— start of Material for this task —

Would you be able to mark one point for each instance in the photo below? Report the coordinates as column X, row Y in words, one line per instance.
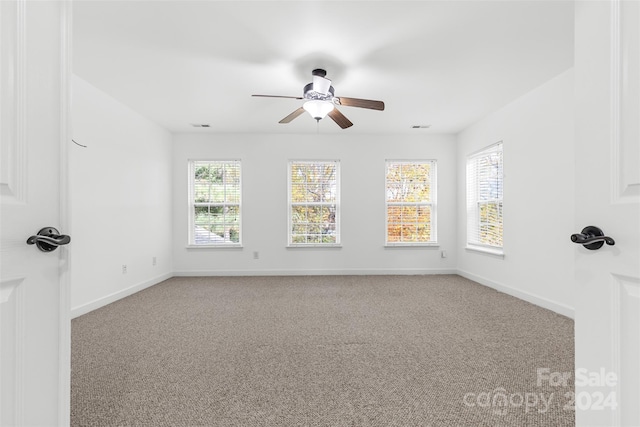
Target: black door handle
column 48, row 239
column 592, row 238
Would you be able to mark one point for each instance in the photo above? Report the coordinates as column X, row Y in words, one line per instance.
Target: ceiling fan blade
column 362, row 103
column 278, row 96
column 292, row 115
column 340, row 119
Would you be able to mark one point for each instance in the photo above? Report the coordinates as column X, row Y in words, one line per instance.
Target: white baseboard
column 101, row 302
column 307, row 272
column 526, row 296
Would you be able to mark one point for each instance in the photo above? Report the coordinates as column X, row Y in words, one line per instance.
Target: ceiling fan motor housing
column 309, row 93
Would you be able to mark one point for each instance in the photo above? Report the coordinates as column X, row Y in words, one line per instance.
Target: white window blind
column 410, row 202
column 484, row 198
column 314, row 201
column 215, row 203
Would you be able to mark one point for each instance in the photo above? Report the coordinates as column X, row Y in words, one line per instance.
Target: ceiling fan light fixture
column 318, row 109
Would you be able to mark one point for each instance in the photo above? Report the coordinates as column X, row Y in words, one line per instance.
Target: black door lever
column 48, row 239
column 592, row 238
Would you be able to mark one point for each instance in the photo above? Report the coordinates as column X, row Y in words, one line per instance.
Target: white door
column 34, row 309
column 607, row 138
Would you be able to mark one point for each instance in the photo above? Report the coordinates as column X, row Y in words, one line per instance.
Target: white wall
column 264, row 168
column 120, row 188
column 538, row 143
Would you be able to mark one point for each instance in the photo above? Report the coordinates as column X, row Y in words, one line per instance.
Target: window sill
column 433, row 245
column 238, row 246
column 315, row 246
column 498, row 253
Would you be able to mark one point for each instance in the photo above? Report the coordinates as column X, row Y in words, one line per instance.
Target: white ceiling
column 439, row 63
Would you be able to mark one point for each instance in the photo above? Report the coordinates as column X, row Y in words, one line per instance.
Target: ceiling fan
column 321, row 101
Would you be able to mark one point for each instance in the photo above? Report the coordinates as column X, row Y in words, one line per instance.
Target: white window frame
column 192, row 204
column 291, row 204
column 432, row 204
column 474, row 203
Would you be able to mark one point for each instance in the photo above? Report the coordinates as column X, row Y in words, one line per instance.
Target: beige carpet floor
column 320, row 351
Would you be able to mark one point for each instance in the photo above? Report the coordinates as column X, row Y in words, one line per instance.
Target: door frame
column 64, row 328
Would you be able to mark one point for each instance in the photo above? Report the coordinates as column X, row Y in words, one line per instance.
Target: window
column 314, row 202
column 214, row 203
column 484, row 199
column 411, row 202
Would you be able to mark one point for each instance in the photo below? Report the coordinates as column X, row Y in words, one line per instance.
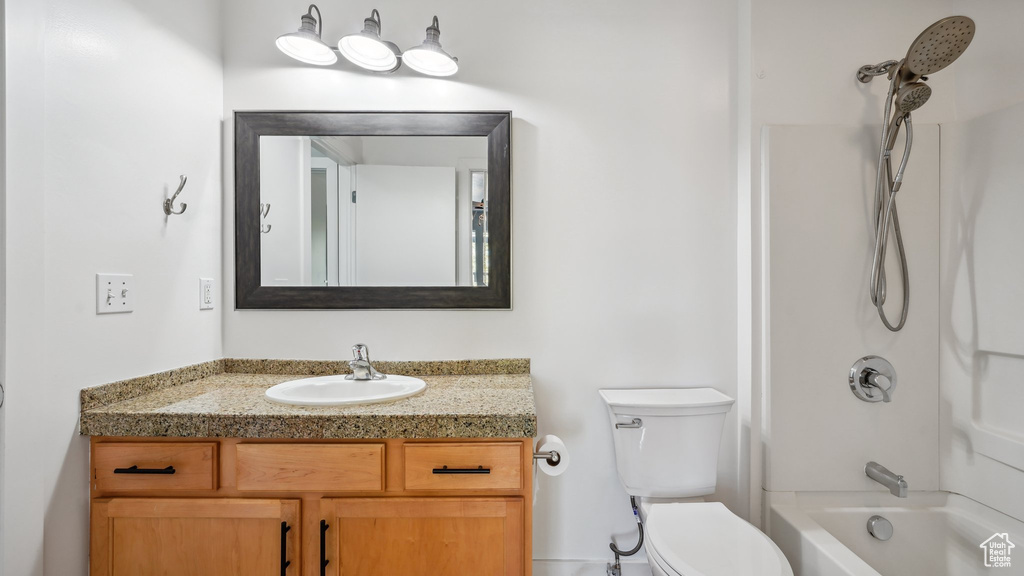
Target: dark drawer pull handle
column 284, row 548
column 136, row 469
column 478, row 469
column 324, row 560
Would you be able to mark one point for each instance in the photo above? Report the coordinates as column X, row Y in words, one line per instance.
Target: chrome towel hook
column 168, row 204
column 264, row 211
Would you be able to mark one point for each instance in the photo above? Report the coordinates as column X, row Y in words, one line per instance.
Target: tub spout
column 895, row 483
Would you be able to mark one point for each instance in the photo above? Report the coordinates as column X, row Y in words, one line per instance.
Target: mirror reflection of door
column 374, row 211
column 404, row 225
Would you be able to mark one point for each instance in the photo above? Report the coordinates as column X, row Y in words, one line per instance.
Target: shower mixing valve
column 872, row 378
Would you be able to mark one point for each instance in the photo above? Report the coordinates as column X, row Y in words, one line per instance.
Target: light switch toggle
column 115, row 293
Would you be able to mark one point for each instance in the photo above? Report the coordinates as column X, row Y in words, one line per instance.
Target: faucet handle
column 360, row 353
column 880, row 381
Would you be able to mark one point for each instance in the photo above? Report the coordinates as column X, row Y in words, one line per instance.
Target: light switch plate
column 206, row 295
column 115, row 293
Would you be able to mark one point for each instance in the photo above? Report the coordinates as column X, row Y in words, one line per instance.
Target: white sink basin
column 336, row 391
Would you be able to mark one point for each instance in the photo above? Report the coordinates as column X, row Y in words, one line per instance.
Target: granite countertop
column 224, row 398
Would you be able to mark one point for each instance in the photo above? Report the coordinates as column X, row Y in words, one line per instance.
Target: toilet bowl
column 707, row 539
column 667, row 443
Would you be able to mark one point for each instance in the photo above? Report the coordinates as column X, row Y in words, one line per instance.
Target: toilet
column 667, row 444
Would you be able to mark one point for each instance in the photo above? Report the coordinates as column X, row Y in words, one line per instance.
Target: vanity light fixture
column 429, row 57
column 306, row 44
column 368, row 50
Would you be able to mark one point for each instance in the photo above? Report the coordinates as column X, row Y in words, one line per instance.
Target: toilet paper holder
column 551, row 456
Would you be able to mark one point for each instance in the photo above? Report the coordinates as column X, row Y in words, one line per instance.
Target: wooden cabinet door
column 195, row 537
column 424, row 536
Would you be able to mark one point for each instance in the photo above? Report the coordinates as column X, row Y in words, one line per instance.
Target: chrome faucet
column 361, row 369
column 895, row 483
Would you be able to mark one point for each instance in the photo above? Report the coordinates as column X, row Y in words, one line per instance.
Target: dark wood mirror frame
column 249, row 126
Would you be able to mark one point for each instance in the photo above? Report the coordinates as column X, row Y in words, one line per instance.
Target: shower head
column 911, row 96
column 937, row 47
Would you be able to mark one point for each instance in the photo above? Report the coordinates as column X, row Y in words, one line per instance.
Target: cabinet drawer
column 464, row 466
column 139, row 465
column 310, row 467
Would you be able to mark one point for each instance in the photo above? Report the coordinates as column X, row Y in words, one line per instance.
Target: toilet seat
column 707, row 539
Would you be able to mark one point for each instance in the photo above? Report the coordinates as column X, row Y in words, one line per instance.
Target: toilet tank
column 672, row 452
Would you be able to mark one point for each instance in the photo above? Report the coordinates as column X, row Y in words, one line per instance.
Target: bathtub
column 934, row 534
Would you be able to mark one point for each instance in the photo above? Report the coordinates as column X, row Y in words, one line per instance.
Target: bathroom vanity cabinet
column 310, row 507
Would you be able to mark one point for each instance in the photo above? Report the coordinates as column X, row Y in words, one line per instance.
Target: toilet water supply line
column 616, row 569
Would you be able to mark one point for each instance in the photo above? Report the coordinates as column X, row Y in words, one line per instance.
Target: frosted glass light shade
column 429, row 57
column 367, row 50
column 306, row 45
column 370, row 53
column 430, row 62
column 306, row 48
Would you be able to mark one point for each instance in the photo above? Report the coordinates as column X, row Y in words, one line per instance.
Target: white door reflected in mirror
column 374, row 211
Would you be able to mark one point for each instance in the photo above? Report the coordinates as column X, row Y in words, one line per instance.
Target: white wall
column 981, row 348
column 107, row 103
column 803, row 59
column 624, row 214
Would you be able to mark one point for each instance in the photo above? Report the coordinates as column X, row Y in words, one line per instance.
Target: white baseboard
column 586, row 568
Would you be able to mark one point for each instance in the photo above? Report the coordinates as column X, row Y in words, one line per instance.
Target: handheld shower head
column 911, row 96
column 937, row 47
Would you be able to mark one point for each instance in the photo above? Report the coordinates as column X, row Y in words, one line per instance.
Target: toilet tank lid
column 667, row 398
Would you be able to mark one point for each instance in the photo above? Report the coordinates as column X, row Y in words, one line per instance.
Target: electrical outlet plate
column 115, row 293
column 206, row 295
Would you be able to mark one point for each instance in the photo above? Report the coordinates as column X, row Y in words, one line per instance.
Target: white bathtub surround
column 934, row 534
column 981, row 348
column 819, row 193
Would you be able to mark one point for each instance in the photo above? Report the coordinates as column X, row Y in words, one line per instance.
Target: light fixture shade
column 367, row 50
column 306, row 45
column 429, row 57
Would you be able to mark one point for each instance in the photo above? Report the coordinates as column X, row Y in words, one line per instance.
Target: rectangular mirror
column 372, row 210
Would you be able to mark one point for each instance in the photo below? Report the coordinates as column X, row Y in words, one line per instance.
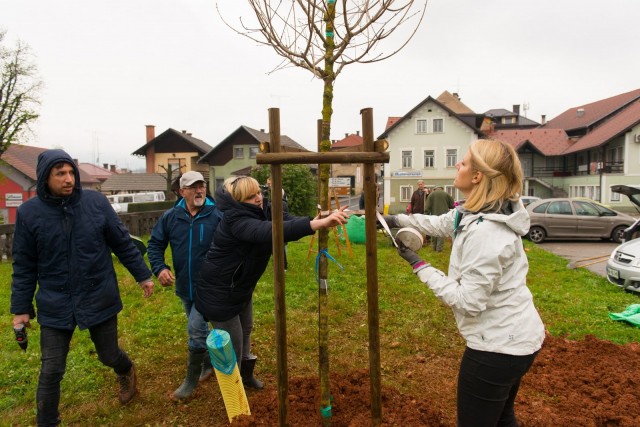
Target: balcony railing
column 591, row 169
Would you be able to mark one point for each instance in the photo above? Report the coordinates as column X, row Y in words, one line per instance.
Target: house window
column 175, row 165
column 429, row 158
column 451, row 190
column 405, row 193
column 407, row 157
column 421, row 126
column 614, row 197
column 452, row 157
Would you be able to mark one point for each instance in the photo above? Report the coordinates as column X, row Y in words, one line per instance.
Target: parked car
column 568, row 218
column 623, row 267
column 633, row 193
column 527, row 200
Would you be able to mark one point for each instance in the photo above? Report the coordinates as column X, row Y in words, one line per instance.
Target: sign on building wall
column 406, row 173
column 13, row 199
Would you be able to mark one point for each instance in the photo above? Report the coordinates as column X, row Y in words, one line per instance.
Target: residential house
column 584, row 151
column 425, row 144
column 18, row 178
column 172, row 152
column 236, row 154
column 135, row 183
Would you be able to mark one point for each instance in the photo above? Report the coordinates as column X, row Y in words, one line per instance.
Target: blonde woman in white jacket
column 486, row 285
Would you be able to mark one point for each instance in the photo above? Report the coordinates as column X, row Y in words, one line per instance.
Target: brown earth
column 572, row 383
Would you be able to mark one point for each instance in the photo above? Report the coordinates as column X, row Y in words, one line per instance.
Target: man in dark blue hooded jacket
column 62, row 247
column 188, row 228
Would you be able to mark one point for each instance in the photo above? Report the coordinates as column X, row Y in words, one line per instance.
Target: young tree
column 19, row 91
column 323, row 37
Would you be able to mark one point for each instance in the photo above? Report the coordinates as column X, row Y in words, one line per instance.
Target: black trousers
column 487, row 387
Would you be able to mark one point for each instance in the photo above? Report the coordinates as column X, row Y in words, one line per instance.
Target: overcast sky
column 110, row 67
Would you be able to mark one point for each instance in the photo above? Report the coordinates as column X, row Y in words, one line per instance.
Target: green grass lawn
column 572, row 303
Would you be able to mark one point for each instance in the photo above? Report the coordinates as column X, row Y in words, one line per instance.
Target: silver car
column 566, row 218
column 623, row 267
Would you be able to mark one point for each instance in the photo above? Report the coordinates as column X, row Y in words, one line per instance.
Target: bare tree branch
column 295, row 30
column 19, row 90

— end of Material for this task —

● Given task: Pull out each line of the records above that contains the string "dark", treating uppercase and lowercase as different.

● Task response:
Target: dark drawer pull handle
Target: dark wood mirror frame
Target: man in dark blue hooded jacket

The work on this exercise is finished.